Ideal latency: 6837.20 km / 202562 km/s * 1000 ms/s * 2 = 67.51 ms

Observed latency: 93.40 ms (minimum counts)


The difference is due to a non-ideal path (for example, transatlantic fibers all landing in the NY/NJ area) as well as active equipment in the path (much smaller difference).

See this table for all ideal / observed latencies:

Screenshot 2017-01-10 at 15.24.47.png

As you can see the latency between the EU and Asia locations is very high. This is the case because Google Compute Engine does not have a direct link it can use between Europe and Asia at this time.

Screenshot 2017-05-19 at 15.36.16.png

From a networking point of view, it is recommended that if you run a service using only ONE global location, that location be in Central US. Depending on how your user-base is split, US East or West might also be recommended.

Pinging external hosts

You can also ping any well known hosts (hosts where you know the physical location) to see how the latency compares to the ideal latency (for example, ping co.za in South Africa).

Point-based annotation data

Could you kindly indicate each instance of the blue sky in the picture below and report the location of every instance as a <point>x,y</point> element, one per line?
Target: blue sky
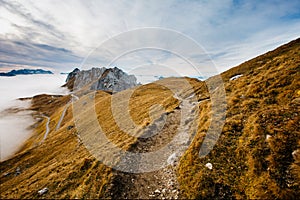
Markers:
<point>60,34</point>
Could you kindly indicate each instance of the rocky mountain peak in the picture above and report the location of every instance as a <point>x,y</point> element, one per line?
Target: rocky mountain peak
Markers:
<point>107,79</point>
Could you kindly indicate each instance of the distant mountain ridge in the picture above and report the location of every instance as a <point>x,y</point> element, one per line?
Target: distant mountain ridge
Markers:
<point>107,79</point>
<point>25,72</point>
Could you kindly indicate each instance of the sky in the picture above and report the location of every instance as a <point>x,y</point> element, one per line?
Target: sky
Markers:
<point>62,35</point>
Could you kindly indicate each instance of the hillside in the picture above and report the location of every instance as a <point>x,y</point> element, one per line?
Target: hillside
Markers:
<point>256,156</point>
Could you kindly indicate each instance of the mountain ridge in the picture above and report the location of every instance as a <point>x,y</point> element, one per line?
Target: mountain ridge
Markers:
<point>256,156</point>
<point>25,72</point>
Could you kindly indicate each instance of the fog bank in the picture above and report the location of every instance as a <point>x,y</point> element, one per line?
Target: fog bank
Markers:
<point>14,126</point>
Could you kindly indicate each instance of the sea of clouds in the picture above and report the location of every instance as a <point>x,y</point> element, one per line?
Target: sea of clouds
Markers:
<point>14,126</point>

Tasks:
[A] Do the following statements agree with the latency excerpt above? Answer yes or no for each, and quote the deciding words. (i) Google Compute Engine currently has a direct link it can use between Europe and Asia. (ii) Active equipment in the path accounts for a much smaller share of the latency difference than the non-ideal path does. (iii) For a service run from only one global location, Central US is the recommended location.
[B] Rewrite everything in the latency excerpt from "Screenshot 2017-01-10 at" down to "in South Africa).", replacing "Central US" with "Central Europe".
[C] In the latency excerpt, which host is given as an example to ping in South Africa?

Task responses:
[A]
(i) No: "Google Compute Engine does not have a direct link it can use between Europe and Asia at this time."
(ii) Yes: "as well as active equipment in the path (much smaller difference)"
(iii) Yes: "it is recommended that if you run a service using only ONE global location, that location be in Central US."

[B]
Screenshot 2017-01-10 at 15.24.47.png

As you can see the latency between the EU and Asia locations is very high. This is the case because Google Compute Engine does not have a direct link it can use between Europe and Asia at this time.

Screenshot 2017-05-19 at 15.36.16.png

From a networking point of view, it is recommended that if you run a service using only ONE global location, that location be in Central Europe. Depending on how your user-base is split, US East or West might also be recommended.

Pinging external hosts

You can also ping any well known hosts (hosts where you know the physical location) to see how the latency compares to the ideal latency (for example, ping co.za in South Africa).

[C] co.za